Required work: Beginning with the line where "In the photo above, where can the tree branch" appears, restate the lines word for word through the last one in the listing.

Dataset items:
────────
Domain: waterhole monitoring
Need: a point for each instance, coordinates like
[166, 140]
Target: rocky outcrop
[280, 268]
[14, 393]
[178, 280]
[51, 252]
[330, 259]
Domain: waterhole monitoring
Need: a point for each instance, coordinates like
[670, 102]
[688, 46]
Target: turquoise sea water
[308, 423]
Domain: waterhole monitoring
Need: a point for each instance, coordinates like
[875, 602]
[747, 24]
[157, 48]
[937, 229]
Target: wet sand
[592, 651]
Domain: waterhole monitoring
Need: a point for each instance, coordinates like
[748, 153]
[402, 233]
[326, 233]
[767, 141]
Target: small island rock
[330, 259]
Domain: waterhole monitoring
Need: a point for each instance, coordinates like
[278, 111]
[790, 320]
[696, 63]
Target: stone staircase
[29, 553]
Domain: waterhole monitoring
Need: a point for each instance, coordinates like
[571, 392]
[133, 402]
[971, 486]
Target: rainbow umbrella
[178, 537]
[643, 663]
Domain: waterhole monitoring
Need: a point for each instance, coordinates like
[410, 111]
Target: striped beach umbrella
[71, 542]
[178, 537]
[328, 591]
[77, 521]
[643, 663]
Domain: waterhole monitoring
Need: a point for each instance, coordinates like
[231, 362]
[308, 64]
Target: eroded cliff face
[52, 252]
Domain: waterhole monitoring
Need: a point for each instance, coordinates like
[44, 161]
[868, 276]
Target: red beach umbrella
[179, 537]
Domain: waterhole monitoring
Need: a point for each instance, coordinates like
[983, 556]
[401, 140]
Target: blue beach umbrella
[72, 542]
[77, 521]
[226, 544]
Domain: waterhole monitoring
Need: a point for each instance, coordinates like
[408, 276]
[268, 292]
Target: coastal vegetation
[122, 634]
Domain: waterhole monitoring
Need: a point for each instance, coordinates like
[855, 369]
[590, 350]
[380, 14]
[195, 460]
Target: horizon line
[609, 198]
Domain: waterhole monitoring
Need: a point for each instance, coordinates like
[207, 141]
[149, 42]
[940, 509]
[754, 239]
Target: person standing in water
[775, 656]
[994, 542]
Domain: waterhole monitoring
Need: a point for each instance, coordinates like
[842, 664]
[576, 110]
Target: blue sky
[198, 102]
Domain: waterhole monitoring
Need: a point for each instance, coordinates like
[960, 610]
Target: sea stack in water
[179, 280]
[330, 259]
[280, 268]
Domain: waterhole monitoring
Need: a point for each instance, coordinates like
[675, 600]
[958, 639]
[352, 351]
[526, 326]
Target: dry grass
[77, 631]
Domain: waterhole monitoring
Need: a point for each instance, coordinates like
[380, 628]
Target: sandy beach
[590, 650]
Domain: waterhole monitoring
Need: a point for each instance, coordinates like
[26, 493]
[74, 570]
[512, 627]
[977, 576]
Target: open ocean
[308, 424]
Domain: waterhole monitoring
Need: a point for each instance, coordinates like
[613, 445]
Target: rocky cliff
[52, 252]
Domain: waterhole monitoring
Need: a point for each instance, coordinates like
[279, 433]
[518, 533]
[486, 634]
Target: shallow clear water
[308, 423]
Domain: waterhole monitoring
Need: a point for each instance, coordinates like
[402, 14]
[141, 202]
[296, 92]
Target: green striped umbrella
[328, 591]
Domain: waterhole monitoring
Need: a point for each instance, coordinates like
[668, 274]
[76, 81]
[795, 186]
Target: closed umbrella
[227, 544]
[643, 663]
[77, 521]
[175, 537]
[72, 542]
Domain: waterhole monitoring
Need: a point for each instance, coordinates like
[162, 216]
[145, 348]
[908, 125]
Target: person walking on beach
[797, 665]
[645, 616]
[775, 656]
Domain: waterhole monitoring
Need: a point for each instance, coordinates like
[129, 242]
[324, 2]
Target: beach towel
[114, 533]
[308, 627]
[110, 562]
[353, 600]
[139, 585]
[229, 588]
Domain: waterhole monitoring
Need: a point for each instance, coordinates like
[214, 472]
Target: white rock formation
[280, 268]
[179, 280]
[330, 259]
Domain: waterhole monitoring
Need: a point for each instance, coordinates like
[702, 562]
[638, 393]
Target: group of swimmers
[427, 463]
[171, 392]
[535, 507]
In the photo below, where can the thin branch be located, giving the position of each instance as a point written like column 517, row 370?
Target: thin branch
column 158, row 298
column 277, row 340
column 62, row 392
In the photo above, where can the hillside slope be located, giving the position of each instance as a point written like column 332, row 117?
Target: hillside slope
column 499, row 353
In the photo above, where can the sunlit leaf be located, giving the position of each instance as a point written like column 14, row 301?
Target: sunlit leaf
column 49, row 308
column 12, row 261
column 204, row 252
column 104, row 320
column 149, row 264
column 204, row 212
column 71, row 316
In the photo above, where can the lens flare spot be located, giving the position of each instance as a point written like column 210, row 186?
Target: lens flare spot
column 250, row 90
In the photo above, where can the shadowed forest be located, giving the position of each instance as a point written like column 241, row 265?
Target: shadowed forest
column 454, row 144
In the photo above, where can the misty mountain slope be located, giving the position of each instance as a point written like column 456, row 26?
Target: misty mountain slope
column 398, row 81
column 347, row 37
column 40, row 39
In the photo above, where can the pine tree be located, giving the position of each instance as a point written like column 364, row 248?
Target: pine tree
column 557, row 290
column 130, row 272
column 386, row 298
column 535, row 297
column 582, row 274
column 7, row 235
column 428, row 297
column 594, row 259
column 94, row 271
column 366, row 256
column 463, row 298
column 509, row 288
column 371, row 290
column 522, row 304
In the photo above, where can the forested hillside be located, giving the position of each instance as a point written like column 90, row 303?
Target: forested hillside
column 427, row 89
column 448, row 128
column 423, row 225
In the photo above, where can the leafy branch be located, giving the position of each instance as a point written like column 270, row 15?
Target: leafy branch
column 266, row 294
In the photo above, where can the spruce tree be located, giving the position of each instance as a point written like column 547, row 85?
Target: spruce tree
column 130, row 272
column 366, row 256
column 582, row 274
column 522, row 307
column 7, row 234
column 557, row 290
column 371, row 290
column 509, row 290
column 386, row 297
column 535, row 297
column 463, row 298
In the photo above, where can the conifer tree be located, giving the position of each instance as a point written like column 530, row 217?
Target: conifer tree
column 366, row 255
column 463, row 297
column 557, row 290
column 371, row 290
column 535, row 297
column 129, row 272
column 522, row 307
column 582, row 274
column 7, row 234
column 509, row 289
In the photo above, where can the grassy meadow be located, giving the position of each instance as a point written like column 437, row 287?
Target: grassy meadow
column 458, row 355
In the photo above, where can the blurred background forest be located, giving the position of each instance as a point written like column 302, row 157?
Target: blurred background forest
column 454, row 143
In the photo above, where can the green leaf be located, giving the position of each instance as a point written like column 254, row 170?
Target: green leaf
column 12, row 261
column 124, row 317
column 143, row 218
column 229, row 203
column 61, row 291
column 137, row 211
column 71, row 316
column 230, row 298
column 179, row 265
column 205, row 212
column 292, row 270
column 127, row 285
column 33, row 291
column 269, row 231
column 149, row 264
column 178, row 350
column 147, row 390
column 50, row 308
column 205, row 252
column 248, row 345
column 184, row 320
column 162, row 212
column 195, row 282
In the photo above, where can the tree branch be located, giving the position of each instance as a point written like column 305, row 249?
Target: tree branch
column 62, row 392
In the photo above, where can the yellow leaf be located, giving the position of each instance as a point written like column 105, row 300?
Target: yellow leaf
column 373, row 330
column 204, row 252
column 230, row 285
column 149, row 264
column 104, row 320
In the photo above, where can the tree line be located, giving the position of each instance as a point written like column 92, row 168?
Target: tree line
────────
Solution to this exercise:
In the photo above, where can the tree branch be located, giving the position of each instance as a point written like column 305, row 249?
Target: tree branch
column 62, row 392
In the photo above, where can the yellow leaf be located, giving the position of each instance as a point written like column 105, row 300?
Target: yellow leaf
column 373, row 330
column 204, row 252
column 230, row 285
column 149, row 264
column 104, row 320
In the photo above, where can the tree line be located, giving the position of each instance as a point written like column 92, row 168?
Target: tree line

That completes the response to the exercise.